## Objective
Transcribe word for word the lines spanning the line with "In the photo above, where can the blue" through the end of the records.

======== Records provided ========

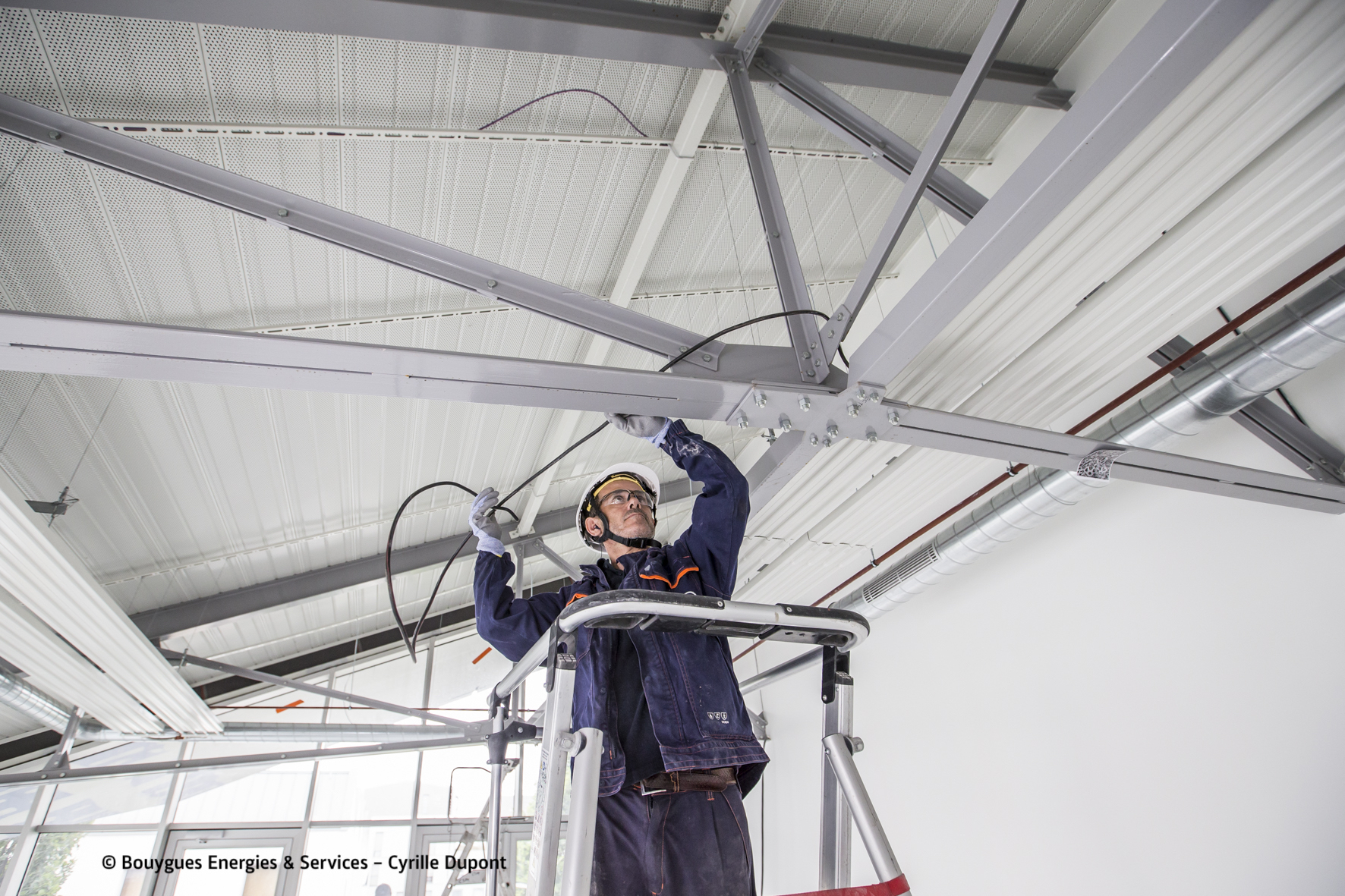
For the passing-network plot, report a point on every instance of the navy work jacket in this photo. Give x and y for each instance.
(695, 701)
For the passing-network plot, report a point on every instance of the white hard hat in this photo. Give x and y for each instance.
(643, 474)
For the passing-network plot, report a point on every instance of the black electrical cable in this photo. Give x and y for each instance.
(388, 553)
(554, 93)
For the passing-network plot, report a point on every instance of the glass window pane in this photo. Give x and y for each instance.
(365, 788)
(134, 800)
(7, 842)
(73, 864)
(15, 803)
(371, 844)
(247, 794)
(230, 882)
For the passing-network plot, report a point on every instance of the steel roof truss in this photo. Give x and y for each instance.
(244, 196)
(993, 38)
(779, 236)
(865, 134)
(1173, 47)
(658, 34)
(874, 419)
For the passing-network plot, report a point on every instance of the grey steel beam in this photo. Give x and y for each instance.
(873, 419)
(80, 346)
(779, 236)
(268, 595)
(993, 38)
(786, 457)
(865, 134)
(754, 29)
(301, 214)
(1173, 47)
(662, 34)
(1263, 419)
(92, 772)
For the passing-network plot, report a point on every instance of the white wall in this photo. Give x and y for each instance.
(1146, 693)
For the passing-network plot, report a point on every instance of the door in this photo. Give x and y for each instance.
(230, 863)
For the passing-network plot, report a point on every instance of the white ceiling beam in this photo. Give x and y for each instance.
(1177, 43)
(658, 34)
(87, 347)
(64, 596)
(55, 668)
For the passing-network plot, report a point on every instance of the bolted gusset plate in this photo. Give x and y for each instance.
(826, 417)
(862, 413)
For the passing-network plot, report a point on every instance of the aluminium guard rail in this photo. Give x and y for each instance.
(836, 631)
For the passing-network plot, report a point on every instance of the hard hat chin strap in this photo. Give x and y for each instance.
(639, 544)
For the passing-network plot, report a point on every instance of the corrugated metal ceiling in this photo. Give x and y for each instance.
(194, 490)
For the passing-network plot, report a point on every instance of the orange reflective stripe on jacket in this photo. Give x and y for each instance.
(672, 584)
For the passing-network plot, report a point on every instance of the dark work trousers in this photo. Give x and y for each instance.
(693, 844)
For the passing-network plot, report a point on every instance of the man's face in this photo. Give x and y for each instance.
(630, 520)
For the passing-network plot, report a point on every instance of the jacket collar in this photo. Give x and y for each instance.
(625, 564)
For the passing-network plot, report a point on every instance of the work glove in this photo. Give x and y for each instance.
(651, 429)
(484, 525)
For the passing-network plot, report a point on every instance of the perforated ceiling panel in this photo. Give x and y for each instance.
(1043, 35)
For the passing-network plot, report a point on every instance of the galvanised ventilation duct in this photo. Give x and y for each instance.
(24, 699)
(1294, 339)
(19, 696)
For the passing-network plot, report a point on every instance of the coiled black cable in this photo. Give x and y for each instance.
(409, 640)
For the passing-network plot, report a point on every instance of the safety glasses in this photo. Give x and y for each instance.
(623, 495)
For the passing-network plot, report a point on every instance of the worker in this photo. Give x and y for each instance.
(679, 751)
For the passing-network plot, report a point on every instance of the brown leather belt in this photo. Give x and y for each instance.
(704, 779)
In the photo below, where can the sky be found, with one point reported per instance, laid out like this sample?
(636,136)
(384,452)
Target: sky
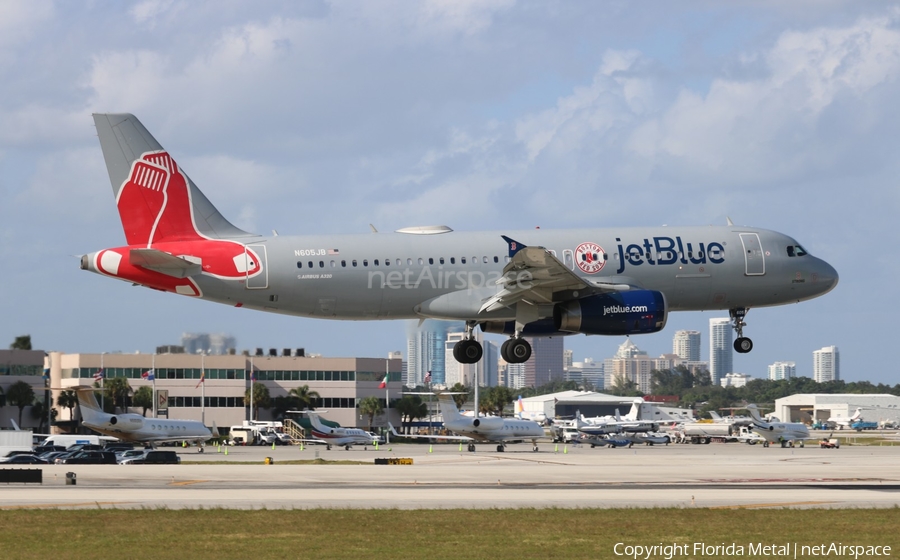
(323,117)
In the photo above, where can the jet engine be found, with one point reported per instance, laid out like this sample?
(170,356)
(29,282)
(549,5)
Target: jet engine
(631,312)
(487,424)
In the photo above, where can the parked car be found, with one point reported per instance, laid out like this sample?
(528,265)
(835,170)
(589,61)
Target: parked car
(90,458)
(24,460)
(153,457)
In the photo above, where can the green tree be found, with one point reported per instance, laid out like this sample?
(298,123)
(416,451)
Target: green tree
(304,398)
(410,407)
(21,343)
(39,411)
(20,394)
(370,406)
(143,399)
(261,399)
(118,390)
(68,399)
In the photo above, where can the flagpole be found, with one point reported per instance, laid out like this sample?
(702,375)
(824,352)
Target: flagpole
(202,389)
(153,369)
(102,377)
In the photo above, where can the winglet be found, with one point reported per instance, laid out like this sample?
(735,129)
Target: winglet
(514,246)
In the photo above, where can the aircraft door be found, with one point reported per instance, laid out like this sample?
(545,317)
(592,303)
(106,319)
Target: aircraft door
(257,276)
(754,260)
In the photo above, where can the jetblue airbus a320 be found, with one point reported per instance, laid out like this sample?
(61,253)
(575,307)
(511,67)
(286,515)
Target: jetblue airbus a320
(612,281)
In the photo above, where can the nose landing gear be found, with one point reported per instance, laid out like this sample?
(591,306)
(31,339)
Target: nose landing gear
(742,344)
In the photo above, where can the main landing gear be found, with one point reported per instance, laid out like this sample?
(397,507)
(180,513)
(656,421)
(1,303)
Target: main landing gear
(516,350)
(468,350)
(742,344)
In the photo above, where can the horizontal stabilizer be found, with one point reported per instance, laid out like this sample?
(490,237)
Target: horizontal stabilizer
(165,263)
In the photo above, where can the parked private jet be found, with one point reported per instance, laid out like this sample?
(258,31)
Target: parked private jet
(785,433)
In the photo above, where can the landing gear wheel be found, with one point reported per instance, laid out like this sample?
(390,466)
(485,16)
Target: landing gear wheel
(468,351)
(742,345)
(518,351)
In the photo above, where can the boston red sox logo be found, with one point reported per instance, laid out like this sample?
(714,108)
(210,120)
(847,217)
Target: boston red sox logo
(590,257)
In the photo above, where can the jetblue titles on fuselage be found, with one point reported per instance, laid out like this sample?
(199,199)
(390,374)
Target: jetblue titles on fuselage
(668,250)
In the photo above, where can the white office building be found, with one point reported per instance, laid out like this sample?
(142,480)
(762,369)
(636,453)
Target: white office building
(720,348)
(827,364)
(782,370)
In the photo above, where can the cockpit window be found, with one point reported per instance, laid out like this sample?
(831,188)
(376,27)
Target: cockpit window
(796,251)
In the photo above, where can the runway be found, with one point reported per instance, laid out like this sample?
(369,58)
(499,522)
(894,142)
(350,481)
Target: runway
(708,476)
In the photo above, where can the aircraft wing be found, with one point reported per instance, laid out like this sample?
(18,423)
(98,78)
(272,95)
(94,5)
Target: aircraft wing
(417,436)
(165,263)
(533,275)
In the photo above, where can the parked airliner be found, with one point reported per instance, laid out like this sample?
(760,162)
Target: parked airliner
(609,281)
(136,428)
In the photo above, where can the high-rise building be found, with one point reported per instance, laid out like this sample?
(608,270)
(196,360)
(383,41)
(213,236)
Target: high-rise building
(686,344)
(425,352)
(546,361)
(827,364)
(720,348)
(782,370)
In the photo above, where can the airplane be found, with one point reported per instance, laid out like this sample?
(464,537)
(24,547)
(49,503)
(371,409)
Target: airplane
(785,433)
(600,281)
(483,428)
(136,428)
(342,437)
(841,422)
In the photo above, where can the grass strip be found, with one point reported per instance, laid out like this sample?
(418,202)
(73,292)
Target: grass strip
(350,533)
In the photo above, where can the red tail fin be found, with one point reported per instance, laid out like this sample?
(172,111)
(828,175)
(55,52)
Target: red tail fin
(154,203)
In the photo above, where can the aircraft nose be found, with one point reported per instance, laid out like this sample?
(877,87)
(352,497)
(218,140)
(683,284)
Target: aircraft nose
(824,276)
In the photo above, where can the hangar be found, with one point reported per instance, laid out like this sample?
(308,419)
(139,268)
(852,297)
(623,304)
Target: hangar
(818,407)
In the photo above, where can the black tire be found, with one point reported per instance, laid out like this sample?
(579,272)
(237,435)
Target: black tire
(519,351)
(469,351)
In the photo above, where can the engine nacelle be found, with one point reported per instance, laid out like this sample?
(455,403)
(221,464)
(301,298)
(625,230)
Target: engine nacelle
(631,312)
(487,423)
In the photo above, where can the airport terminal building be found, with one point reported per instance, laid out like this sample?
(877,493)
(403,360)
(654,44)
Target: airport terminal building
(212,388)
(818,407)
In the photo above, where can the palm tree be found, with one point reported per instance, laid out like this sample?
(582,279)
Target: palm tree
(410,407)
(20,394)
(261,398)
(117,390)
(68,399)
(143,398)
(305,398)
(370,406)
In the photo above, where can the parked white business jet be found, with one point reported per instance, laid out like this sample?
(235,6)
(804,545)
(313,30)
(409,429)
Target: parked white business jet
(841,422)
(785,433)
(342,437)
(609,281)
(136,428)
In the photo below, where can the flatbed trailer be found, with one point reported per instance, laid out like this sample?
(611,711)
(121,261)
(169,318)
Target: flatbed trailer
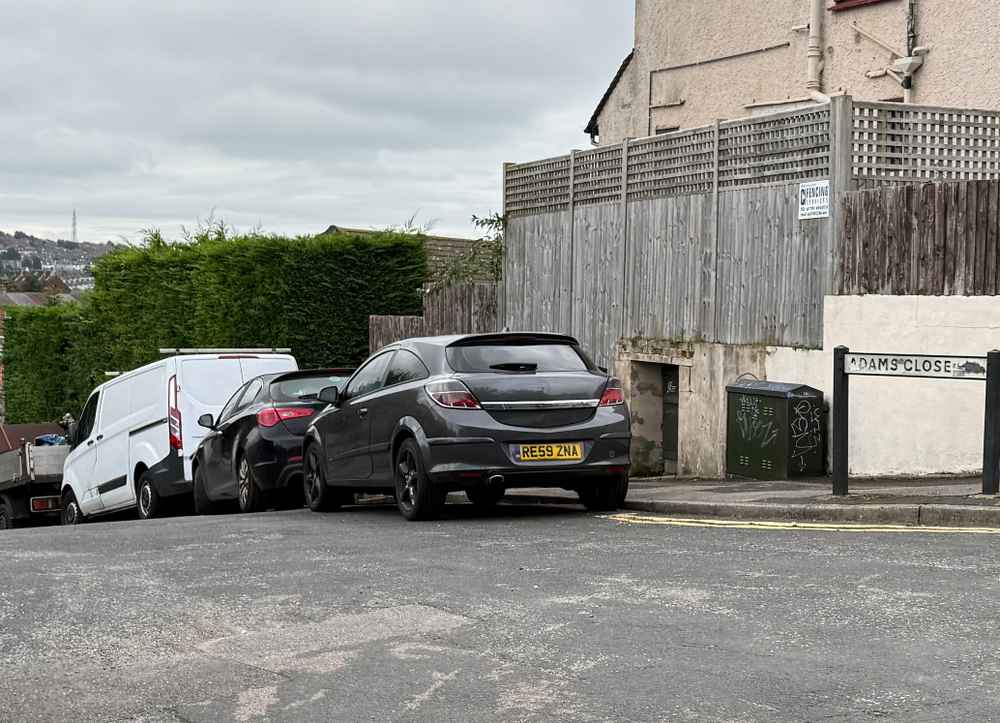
(30,484)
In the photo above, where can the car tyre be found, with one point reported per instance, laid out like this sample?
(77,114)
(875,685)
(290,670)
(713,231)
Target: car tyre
(416,496)
(485,498)
(319,497)
(203,505)
(7,521)
(148,500)
(250,498)
(71,514)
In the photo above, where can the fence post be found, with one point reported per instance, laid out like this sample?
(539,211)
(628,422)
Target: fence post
(625,268)
(572,241)
(503,321)
(841,421)
(991,437)
(841,181)
(716,306)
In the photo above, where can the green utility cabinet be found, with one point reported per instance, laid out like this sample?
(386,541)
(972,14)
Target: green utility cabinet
(775,430)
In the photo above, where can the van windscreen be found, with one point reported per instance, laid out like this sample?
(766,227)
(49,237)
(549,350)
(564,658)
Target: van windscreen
(534,357)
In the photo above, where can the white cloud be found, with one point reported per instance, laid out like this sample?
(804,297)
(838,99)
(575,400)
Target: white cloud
(293,115)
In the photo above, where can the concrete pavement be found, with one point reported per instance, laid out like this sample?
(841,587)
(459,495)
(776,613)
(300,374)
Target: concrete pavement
(534,613)
(933,502)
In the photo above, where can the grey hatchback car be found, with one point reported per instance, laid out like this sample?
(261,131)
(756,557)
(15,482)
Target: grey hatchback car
(478,413)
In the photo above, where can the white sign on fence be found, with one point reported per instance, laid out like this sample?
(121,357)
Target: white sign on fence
(916,365)
(814,200)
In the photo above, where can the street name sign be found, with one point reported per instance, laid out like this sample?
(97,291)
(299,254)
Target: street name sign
(980,368)
(916,365)
(814,200)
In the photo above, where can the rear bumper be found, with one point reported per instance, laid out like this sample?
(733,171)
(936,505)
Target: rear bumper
(469,462)
(167,476)
(276,459)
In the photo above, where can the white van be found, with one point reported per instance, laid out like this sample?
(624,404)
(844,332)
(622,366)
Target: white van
(133,444)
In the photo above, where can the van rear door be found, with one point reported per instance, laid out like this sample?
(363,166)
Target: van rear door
(206,384)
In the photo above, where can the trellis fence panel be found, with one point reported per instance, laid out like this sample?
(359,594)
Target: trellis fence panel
(695,234)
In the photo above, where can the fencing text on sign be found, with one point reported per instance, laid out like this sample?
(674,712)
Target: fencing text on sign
(814,200)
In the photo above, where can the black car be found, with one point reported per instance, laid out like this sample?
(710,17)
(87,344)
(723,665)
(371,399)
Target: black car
(254,452)
(479,413)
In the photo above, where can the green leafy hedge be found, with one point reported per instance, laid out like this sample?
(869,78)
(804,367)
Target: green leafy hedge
(312,294)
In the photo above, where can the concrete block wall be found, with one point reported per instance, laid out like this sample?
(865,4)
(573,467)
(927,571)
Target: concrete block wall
(904,426)
(899,427)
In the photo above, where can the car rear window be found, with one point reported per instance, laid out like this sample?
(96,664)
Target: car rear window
(516,358)
(291,390)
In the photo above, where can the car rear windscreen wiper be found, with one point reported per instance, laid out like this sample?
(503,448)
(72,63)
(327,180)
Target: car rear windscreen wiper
(515,367)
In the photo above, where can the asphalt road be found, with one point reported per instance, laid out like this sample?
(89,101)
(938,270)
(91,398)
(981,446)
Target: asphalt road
(534,613)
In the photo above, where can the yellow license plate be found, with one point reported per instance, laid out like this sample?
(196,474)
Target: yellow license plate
(559,452)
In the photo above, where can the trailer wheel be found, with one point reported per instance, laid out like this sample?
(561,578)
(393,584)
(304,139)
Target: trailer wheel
(7,521)
(71,514)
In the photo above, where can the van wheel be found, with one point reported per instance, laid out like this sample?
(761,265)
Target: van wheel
(319,497)
(416,496)
(71,514)
(485,498)
(149,503)
(202,504)
(247,491)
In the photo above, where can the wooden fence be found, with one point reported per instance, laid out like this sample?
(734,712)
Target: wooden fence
(385,330)
(456,309)
(696,234)
(933,238)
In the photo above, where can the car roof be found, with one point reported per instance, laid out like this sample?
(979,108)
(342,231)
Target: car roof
(306,374)
(499,337)
(431,349)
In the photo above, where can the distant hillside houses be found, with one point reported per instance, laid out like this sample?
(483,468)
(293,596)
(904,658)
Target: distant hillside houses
(70,262)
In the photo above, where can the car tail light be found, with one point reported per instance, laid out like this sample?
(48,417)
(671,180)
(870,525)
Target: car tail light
(613,396)
(174,414)
(272,415)
(452,394)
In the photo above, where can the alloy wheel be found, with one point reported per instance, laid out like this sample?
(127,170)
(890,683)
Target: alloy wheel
(409,477)
(313,482)
(244,482)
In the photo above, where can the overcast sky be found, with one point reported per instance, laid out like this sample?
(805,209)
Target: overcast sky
(290,115)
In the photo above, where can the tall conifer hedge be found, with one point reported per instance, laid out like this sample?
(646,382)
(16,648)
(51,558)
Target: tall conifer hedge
(312,294)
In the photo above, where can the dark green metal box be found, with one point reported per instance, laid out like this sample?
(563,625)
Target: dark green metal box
(775,430)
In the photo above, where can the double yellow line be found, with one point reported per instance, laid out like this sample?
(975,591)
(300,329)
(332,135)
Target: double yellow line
(630,518)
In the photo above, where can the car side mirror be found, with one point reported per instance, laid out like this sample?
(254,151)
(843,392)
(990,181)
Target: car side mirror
(330,395)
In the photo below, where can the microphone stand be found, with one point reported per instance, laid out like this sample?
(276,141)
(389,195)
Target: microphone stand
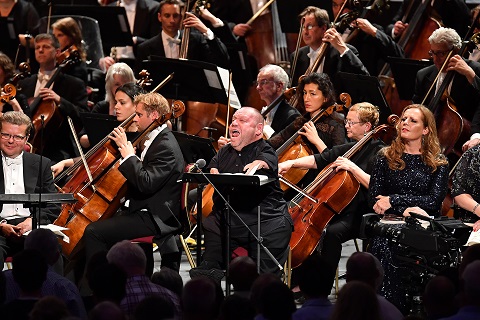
(35,220)
(258,238)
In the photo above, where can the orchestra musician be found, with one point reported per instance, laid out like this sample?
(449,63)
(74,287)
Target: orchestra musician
(21,173)
(246,151)
(6,73)
(143,23)
(272,81)
(372,43)
(361,118)
(18,18)
(453,14)
(410,175)
(154,194)
(203,44)
(68,93)
(124,108)
(339,57)
(317,92)
(465,87)
(68,34)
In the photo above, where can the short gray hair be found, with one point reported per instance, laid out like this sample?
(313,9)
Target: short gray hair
(447,36)
(278,74)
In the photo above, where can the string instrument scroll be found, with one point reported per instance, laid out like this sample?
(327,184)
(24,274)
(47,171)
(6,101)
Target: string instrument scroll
(326,196)
(451,126)
(295,147)
(46,117)
(186,31)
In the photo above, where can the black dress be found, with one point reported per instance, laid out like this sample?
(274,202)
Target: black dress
(416,185)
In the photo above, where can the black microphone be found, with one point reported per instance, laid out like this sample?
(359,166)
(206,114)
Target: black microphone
(199,164)
(420,216)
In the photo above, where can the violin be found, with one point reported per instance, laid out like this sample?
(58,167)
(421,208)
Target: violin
(295,147)
(46,117)
(326,196)
(9,90)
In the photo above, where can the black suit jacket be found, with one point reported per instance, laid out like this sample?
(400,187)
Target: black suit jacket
(73,101)
(466,96)
(284,115)
(32,174)
(349,62)
(146,23)
(200,49)
(152,184)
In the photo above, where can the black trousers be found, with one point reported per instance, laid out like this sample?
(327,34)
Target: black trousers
(342,227)
(276,241)
(10,246)
(102,235)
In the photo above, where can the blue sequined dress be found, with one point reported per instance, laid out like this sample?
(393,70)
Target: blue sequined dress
(414,186)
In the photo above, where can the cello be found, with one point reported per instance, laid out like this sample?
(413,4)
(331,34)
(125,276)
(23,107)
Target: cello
(326,196)
(295,147)
(99,186)
(46,117)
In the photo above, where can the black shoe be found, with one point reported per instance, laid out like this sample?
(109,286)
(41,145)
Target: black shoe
(208,269)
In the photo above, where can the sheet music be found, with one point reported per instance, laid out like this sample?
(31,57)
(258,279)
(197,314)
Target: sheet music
(225,78)
(55,229)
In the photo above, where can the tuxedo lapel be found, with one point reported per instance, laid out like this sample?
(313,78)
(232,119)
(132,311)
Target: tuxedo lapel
(30,172)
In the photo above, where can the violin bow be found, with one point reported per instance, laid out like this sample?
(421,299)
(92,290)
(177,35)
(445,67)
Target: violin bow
(228,104)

========

## Full answer
In the photo above, where can the blue sequined dress be found, with one point reported per instance, laid out like this sample?
(393,70)
Target: blue sequined dress
(414,186)
In the photo above, where can the cello be found, with one point reported per instance, laid out like this sample?
(413,4)
(331,34)
(125,276)
(23,107)
Target: cello
(326,196)
(295,147)
(99,186)
(46,117)
In the photo above, where can the black shoe be found, with one point reported per instance, laid out like this sample?
(109,286)
(41,145)
Target: black shoe
(208,269)
In the photo above, where can the sheet music be found, with one point reported per instance, laid out like this sample?
(31,57)
(258,279)
(197,314)
Target: sheet music
(225,78)
(55,229)
In the photo above, where can the tuxedo lapel be found, with one point reported per instance, laid out like this sample?
(313,78)
(232,119)
(132,311)
Target: tuxedo lapel
(30,172)
In the photo above, where can the violin bow be found, with one point reported per instance, laid out like this sample?
(421,299)
(92,290)
(177,35)
(445,67)
Target: violin bow
(228,104)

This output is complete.